ABOUT THIS EXERCISE
Using the report below on the Dairy Queen closure in Fernandina Beach, answer these questions:
1. On what date did state inspectors order the restaurant closed?
2. According to records, how many times has this location been emergency-closed by state regulators?
3. At what time was the restaurant cleared to reopen?

FERNANDINA BEACH, FL. State inspectors ordered the Dairy Queen at 2784 Sadler Rd closed on May 12 after documenting roach activity inside the restaurant, triggering an emergency shutdown that gave the franchise until May 13 to vacate and correct the problem.

The closure was not the location's first. Records show this is the second time the Nassau County Dairy Queen has been emergency-closed by state regulators.

What Inspectors Found

Dairy Queen on Sadler Rd: Recent Inspection Severity

May 12, 2026 — Emergency ClosureRoach activity documented. Facility ordered vacated by May 13.
Apr 27, 20261 high-severity violation, 2 intermediate violations cited.
Oct 31, 20256 high-severity violations, 1 intermediate violation cited.
Feb 11, 20256 high-severity violations, 2 intermediate violations cited.
Sep 9, 20243 high-severity violations, 2 intermediate violations cited.
Dec 6, 20232 high-severity violations, 1 intermediate violation cited.

The May 12 inspection itself recorded no high-severity violations, with one intermediate violation noted alongside the roach activity finding that triggered the shutdown. The roach activity alone was sufficient for regulators to order the restaurant closed to protect public health.

A follow-up inspection the next morning, May 13, found zero high-severity and zero intermediate violations. The restaurant was cleared to reopen at 9:56 a.m.

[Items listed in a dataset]
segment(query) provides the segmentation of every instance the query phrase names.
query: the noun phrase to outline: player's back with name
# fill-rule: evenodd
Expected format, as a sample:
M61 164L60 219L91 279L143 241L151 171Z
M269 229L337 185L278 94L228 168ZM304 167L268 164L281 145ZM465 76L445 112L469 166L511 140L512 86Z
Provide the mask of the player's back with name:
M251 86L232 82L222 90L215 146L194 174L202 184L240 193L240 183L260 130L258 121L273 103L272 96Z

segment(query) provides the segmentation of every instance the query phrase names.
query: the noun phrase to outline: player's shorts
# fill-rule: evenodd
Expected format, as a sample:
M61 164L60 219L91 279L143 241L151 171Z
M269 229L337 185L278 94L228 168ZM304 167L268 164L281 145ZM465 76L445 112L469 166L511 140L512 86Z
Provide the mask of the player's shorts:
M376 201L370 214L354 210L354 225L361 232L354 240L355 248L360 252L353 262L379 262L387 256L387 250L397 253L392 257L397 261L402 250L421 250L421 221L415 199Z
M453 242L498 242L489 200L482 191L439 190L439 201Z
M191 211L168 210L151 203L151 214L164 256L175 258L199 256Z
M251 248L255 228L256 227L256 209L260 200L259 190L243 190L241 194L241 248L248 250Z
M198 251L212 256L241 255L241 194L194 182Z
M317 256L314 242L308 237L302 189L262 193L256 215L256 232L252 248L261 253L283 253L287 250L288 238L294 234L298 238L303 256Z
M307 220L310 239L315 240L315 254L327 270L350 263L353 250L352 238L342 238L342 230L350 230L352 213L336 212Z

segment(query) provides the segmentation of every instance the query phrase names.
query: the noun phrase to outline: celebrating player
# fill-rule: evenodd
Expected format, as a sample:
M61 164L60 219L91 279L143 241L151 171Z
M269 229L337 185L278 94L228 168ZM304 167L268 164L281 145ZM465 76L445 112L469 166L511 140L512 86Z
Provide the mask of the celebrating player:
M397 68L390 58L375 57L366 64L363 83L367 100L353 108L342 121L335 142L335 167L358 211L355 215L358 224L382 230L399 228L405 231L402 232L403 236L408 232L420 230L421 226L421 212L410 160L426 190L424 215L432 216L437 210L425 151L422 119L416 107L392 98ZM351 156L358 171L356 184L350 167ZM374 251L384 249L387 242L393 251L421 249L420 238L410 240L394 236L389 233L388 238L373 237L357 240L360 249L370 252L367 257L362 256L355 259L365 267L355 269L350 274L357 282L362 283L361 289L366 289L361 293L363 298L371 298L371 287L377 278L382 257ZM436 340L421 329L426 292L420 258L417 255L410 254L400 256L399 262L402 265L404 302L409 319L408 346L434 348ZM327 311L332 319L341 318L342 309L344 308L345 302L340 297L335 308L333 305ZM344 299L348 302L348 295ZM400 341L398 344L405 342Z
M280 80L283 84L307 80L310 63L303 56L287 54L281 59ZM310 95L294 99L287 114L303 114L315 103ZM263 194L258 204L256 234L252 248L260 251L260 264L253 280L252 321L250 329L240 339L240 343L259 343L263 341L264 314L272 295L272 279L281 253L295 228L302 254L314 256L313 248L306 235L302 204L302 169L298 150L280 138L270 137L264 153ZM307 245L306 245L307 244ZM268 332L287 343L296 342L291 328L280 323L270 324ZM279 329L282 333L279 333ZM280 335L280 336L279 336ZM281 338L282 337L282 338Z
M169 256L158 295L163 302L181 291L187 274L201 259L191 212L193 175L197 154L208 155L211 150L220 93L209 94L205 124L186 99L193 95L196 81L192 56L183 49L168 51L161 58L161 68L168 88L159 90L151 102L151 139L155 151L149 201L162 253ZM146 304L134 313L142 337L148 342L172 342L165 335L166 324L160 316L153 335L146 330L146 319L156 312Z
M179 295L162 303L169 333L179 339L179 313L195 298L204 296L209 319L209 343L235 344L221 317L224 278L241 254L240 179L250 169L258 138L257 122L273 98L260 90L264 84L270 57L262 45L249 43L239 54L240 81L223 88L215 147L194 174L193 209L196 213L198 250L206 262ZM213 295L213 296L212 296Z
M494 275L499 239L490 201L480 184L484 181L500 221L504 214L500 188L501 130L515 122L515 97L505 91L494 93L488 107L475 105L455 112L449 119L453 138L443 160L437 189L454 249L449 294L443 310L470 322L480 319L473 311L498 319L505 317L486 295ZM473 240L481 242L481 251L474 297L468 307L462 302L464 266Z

OUTPUT FOR THIS EXERCISE
1. May 12
2. Two times
3. 9:56 a.m.